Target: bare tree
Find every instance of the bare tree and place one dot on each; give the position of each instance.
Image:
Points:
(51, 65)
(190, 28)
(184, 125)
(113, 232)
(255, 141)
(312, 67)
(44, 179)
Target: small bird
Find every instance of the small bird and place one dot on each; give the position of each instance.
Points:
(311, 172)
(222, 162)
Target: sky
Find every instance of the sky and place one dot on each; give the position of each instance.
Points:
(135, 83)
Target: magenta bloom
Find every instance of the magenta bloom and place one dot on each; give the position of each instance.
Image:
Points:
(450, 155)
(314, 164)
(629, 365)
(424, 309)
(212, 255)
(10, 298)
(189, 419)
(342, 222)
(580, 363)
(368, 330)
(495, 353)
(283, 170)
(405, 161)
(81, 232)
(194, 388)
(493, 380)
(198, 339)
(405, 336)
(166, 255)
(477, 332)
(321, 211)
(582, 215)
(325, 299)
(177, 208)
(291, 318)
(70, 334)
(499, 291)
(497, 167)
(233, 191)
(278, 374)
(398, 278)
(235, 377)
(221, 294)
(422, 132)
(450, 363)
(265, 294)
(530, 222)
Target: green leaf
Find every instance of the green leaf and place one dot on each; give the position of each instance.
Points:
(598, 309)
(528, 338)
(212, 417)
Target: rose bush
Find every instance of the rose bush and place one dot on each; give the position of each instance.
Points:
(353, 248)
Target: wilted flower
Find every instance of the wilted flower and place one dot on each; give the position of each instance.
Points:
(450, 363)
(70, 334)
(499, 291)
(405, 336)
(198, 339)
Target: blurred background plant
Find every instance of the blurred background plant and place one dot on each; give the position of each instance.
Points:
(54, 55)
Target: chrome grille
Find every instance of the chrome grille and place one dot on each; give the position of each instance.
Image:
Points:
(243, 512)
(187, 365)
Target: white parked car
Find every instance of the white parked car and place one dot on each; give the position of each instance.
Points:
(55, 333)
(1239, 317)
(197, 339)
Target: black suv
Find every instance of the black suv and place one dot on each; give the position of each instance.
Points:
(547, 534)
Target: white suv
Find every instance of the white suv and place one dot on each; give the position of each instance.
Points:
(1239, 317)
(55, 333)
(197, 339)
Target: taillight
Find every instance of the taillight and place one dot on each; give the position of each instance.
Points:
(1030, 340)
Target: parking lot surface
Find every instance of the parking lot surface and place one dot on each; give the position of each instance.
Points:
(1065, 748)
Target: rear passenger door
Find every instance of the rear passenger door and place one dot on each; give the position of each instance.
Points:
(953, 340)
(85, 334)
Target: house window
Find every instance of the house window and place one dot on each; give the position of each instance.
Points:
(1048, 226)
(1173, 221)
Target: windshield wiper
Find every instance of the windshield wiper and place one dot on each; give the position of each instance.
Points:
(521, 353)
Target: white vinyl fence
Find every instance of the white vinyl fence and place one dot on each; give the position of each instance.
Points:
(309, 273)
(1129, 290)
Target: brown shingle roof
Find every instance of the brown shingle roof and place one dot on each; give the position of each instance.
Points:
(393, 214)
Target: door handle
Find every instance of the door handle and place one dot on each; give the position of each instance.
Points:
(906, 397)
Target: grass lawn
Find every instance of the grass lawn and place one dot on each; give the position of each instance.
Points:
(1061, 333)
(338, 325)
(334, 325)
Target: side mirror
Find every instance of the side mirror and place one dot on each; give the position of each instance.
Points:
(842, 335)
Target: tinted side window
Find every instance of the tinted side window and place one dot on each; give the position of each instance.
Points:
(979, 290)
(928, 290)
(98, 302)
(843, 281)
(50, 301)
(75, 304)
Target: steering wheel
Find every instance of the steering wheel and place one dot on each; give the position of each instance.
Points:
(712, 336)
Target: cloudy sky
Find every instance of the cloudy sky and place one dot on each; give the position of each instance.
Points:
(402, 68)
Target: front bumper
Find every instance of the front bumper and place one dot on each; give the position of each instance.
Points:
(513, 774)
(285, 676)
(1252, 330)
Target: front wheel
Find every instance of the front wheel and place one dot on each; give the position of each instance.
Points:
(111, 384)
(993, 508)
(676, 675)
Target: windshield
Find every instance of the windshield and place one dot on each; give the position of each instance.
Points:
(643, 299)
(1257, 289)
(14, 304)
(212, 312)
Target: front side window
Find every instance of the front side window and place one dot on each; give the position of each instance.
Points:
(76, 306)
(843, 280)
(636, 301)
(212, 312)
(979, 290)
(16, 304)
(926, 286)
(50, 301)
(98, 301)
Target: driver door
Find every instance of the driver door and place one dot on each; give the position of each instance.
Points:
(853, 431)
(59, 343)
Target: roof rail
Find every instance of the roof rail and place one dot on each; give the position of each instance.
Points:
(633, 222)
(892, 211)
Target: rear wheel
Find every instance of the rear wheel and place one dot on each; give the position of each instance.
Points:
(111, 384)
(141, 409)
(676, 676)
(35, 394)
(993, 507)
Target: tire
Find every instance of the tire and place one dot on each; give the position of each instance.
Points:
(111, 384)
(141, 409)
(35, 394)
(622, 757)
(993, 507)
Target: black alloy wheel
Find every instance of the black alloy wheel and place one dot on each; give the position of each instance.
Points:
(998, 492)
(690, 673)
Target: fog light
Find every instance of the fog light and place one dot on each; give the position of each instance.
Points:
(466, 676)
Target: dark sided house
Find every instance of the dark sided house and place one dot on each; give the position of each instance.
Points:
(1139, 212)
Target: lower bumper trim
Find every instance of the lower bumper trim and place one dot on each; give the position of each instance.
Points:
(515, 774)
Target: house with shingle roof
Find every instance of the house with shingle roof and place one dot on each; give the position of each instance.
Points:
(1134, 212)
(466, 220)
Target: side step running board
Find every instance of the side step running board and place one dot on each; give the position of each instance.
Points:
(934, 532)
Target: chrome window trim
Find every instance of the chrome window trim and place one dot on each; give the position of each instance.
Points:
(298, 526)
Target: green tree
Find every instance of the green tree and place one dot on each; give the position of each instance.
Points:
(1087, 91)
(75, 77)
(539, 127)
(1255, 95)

§ §

• _Your objective_
Recast the lines between the one holding "Target: rose bush" and the one holding "(1030, 340)", inclusive, as a Markdown table with the columns Row and Line. Number each row and leave out any blank lines.

• _Response below_
| Row | Line |
|---|---|
| 1 | Target: rose bush |
| 2 | Find every instance of the rose bush and place one dot on each; give the position of each instance. |
| 3 | Points: |
| 4 | (353, 248) |
| 5 | Target: wilted flower |
| 6 | Find every instance of the wilted flower and place one dot on each; give the position of each instance. |
| 7 | Points: |
| 8 | (450, 363) |
| 9 | (70, 334) |
| 10 | (499, 291) |
| 11 | (405, 336) |
| 12 | (198, 339) |
| 13 | Target: blurred background plant |
| 14 | Find every instance of the blurred background plant and place one dot on each; give the position of each instance. |
| 15 | Points: |
| 16 | (54, 55) |
| 17 | Target: chrome grille |
| 18 | Find every instance of the chrome grille and place one dot on each; give the position of each instance. |
| 19 | Image: |
| 20 | Points: |
| 21 | (243, 512) |
| 22 | (187, 365) |
| 23 | Target: white parked car |
| 24 | Find every instance of the white parked car and place one dot on each; give the position of each instance. |
| 25 | Points: |
| 26 | (55, 333) |
| 27 | (1239, 317) |
| 28 | (197, 339) |
| 29 | Target: black suv |
| 30 | Find every instance of the black suv and place one dot on each; give the position of each instance. |
| 31 | Points: |
| 32 | (547, 534) |
| 33 | Target: white suv |
| 34 | Find every instance of the white suv and place one dot on each; give the position of each instance. |
| 35 | Points: |
| 36 | (1239, 317) |
| 37 | (55, 333) |
| 38 | (197, 339) |
| 39 | Target: taillight |
| 40 | Find every instance of the taillight and place one dot on each; give the position of each instance. |
| 41 | Points: |
| 42 | (1030, 340) |